SOURCE PASSAGE:
╔══

# ovens/cookers



## zaskar (Jun 6, 2005)

where's the best (ie cheapest!!!!) place to buy a full oven/grill/hob unit such as a Stoves. Although I've got a wonferfull RV, American cookers are decidedly cr*p and seeing as how wifey is a qualified and enthusiastic cook, the least i can do is give her the tools to work with.

ta 

ps.anyone know if the gas pressure systems are comparable/compatable.
Fitting isn't a problem but I'd preffer not to blow us up!


----------



## olley (May 1, 2005)

Hi zaskar do you mean a domestic cooker? if so you can normally order jets for LPG from the manufacturer. But check before you part with any money.

olley


----------



## Scotjimland (May 23, 2005)

zaskar said:


> Although I've got a wonferfull RV, American cookers are decidedly cr*p and seeing as how wifey is a qualified and enthusiastic cook, the least i can do is give her the tools to work with.


Hi Zaskar, never a truer word spoken, yank cookers are real crap. 
When we bought our RV I was pleased to see the previous owner had fitted a Smev cooker, four rings, oven and grill .. 
As far as I know it was a straight replacement, same gas reg etc..

See it Here... SMEV 401  ...Not cheap but why have a great RV spoiled by a cheap cooker..

Jim


----------



## zaskar (Jun 6, 2005)

╚══

CHALLENGE A:
Answer these questions using the cooker forum thread above:
(i) According to olley, what can normally be ordered from the manufacturer for LPG?
(ii) What make of cooker had the previous owner fitted in Scotjimland's RV?
(iii) How does zaskar describe wifey's cooking?
CHALLENGE B:
Carry on the cooker forum thread from where it stops.

PROVIDED DATA:
╔══

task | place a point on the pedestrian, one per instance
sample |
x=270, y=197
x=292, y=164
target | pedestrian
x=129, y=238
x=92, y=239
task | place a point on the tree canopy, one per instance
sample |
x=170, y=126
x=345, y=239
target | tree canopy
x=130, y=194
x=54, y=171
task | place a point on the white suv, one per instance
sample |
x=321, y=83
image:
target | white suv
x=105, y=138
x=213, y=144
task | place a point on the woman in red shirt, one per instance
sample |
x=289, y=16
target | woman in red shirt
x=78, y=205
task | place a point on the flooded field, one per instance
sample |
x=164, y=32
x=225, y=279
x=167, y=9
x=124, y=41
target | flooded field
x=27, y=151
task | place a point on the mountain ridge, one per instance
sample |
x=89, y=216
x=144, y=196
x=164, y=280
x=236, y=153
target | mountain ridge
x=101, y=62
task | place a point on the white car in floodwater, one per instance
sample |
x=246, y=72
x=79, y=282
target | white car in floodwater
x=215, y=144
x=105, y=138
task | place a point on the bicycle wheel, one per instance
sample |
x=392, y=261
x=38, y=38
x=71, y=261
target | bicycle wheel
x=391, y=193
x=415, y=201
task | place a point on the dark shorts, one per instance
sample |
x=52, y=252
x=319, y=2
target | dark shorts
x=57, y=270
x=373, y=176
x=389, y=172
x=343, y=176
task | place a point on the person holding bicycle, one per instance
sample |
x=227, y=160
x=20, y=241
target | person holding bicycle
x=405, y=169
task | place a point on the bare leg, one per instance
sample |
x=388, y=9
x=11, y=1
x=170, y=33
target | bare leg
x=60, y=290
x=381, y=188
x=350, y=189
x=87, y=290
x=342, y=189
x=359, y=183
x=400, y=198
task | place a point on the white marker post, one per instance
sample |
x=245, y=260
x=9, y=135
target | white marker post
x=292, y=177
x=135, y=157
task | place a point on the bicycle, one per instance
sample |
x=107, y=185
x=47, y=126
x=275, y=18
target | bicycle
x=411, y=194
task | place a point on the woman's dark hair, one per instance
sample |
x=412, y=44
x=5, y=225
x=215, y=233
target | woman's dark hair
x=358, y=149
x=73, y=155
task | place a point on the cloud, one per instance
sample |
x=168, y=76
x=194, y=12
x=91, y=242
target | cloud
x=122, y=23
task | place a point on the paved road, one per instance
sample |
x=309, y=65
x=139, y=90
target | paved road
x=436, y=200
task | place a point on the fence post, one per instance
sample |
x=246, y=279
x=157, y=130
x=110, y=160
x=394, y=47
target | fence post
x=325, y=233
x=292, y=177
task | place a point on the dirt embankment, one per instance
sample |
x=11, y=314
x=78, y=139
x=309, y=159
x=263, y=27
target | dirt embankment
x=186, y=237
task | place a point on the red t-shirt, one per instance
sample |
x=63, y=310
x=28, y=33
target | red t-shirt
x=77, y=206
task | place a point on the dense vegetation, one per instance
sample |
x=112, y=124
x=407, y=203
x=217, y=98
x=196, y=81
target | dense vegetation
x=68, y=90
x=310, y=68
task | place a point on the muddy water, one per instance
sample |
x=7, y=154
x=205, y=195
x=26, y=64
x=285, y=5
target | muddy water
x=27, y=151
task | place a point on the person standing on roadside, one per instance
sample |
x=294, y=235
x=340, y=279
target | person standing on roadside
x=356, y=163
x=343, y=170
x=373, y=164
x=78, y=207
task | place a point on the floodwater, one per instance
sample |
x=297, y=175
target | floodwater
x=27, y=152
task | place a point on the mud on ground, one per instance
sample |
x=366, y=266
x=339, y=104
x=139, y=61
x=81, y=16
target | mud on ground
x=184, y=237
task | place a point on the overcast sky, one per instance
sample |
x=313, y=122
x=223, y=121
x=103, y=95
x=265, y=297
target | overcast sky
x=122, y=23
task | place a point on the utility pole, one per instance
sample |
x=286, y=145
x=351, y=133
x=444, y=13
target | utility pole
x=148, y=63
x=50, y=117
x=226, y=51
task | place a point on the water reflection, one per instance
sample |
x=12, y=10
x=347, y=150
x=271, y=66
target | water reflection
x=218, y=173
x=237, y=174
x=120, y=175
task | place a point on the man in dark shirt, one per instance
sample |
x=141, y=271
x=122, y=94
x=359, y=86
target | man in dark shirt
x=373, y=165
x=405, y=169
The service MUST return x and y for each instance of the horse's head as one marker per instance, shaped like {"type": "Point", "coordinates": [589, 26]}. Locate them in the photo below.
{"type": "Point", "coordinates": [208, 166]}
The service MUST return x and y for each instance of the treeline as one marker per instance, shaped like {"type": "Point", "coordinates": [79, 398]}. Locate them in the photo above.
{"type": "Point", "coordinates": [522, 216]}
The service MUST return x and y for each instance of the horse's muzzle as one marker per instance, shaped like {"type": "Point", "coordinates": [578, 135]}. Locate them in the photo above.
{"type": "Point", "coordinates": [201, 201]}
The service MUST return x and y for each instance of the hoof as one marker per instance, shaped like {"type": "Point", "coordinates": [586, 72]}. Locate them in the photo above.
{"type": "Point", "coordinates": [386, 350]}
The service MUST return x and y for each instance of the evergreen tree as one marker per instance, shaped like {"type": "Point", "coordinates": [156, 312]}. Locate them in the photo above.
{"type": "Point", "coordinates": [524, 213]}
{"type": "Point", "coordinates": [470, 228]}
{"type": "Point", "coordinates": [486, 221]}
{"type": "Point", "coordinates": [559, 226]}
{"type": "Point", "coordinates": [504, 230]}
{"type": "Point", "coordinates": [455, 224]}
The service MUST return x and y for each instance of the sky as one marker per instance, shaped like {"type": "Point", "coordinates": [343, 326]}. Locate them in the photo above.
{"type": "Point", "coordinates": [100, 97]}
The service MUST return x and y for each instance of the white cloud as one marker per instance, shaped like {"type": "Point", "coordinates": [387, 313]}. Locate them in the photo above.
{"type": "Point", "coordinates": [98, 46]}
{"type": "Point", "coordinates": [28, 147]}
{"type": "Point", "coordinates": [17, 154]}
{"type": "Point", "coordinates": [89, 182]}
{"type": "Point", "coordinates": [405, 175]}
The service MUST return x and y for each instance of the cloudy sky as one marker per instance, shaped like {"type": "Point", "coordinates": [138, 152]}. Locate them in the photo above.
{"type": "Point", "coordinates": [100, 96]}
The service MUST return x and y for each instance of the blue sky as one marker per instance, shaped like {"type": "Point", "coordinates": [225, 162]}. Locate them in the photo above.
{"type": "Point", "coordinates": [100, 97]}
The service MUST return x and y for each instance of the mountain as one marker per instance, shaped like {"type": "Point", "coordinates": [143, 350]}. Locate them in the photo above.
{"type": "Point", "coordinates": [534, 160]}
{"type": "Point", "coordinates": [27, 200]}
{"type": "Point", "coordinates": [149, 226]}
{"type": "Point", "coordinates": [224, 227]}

╚══

TASK RESPONSE A:
(i) Jets.
(ii) A Smev cooker.
(iii) As a qualified and enthusiastic cook.

TASK RESPONSE B:
Thanks guys.
It's a full unit I'm after for her, preferably an all in one unit such as the 'Stoves'
with hob/grill/oven and lower pan storage.
See what you mean about the price of the Smev :-(
If I could rip the horizontal plate and stupid fan flame burner out of ours and replace it with long thin burner at the back of the oven as used in most U.K caravan/motorhome cookers I'd do that, the down side is that she would loose her grill.


----------



## 88927 (May 10, 2005)

Hi zaskar
Just a thought but have you thought of changing the microwave for a convection type, ie a microwave and cooker and grill.
Would give a lot of functionality at a fraction of the price, and it would fit where your existing microwave is (probably), only down side I can see is it would be 230 Volts.
I've put this link on, although I'm sure you have seen it already

http://www.stoves.co.uk//cmpage.aspx?pageid=121&subsectionid=76&section=browserange

Keith


----------



## zaskar (Jun 6, 2005)

kands said:


> Hi zaskar
> Just a thought but have you thought of changing the microwave for a convection type, ...................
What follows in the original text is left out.